— begin —

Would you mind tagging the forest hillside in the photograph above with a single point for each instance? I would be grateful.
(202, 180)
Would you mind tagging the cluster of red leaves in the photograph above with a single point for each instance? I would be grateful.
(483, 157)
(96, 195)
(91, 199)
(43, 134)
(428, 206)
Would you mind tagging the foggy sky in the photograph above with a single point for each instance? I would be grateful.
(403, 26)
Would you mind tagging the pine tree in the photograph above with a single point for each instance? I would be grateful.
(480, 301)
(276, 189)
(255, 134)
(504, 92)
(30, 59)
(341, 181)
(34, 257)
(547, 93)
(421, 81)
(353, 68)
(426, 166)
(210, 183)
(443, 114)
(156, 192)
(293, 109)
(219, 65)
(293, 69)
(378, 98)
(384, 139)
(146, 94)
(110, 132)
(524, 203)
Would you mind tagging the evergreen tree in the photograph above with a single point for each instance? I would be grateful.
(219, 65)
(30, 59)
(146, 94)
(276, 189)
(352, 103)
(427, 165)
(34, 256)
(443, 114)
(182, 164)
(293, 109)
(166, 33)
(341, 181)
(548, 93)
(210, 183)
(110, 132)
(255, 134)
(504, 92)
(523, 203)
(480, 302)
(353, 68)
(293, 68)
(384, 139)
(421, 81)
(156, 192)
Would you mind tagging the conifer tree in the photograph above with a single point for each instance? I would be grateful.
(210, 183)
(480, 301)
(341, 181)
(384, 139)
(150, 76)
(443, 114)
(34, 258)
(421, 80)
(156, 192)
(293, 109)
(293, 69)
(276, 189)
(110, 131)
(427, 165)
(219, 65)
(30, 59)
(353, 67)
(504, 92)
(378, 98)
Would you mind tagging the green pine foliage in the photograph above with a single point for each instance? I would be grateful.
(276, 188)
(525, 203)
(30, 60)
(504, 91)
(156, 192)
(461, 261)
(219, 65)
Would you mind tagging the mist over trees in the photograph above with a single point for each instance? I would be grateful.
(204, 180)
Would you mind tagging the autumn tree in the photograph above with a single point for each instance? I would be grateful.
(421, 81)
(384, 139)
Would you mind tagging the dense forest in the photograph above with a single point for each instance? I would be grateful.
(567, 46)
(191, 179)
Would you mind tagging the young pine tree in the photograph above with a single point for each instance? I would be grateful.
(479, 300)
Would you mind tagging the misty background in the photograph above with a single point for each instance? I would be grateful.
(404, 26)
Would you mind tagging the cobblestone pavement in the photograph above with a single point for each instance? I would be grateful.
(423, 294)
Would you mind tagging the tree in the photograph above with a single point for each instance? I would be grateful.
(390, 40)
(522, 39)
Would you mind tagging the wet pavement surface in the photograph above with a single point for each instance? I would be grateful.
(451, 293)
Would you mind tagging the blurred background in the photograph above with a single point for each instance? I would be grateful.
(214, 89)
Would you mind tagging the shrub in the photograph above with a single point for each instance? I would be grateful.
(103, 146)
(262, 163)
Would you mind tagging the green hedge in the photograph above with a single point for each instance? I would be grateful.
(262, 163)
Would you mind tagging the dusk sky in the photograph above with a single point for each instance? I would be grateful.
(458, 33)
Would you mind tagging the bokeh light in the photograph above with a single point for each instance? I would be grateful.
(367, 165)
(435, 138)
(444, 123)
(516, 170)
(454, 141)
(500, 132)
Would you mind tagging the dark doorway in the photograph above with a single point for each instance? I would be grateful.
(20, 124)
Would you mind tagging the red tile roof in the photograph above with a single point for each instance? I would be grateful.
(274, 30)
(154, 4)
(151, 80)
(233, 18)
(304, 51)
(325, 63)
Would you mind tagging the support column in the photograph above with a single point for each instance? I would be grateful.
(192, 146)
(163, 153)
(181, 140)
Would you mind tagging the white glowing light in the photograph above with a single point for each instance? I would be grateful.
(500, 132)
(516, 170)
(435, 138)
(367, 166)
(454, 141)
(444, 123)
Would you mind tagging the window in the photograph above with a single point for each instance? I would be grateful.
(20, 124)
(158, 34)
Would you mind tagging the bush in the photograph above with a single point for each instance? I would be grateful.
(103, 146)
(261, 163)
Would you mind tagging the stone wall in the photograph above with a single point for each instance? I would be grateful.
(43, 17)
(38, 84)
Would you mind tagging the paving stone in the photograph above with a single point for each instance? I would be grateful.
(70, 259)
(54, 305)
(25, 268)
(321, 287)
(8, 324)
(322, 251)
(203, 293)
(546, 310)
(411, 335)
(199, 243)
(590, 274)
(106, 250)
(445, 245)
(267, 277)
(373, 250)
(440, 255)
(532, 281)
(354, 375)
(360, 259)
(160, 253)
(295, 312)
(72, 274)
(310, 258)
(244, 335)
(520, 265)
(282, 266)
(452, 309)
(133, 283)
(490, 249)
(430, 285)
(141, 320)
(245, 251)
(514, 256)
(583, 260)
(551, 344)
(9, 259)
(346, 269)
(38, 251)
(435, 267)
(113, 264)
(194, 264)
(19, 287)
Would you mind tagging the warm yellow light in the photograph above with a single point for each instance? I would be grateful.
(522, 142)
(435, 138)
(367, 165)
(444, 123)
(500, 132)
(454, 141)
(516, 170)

— end —

__Given problem__
Turn the entries above into a numbered list, starting at the line that contains "Would you mind tagging the white" and stopping after the final entry. Leave out any blank lines.

__Exercise response__
1. Would you mind tagging the white glowing light in the photograph above with a single point for each instance? I would be grateful.
2. (500, 132)
3. (516, 170)
4. (435, 138)
5. (367, 166)
6. (454, 141)
7. (444, 123)
8. Would you mind tagging the window in the photograph above with a single point for each instance? I would be grateful.
9. (20, 124)
10. (158, 34)
11. Would you mind tagging the bush in the photograph above with a single point for each instance? I would be grateful.
12. (103, 146)
13. (261, 163)
14. Would you mind tagging the stone wall in the photograph above with a single point for each instance? I would be grateful.
15. (43, 17)
16. (38, 84)
17. Would you mind tagging the paving stone in the photograph above with a single point for each instance? I would be grateful.
18. (70, 259)
19. (54, 305)
20. (25, 268)
21. (321, 287)
22. (8, 324)
23. (322, 251)
24. (203, 293)
25. (546, 310)
26. (411, 335)
27. (199, 243)
28. (590, 274)
29. (106, 250)
30. (445, 245)
31. (267, 277)
32. (373, 250)
33. (440, 255)
34. (532, 281)
35. (354, 375)
36. (360, 259)
37. (160, 253)
38. (295, 312)
39. (72, 274)
40. (310, 258)
41. (244, 335)
42. (520, 265)
43. (282, 266)
44. (452, 309)
45. (133, 283)
46. (490, 249)
47. (430, 285)
48. (141, 320)
49. (245, 251)
50. (514, 256)
51. (583, 260)
52. (551, 344)
53. (9, 259)
54. (346, 269)
55. (38, 251)
56. (435, 267)
57. (113, 264)
58. (194, 264)
59. (19, 287)
60. Would you mind tagging the warm yellow light in the photograph above with a single point for each instance? I would be grateful.
61. (522, 142)
62. (435, 138)
63. (367, 165)
64. (444, 123)
65. (500, 132)
66. (454, 141)
67. (516, 170)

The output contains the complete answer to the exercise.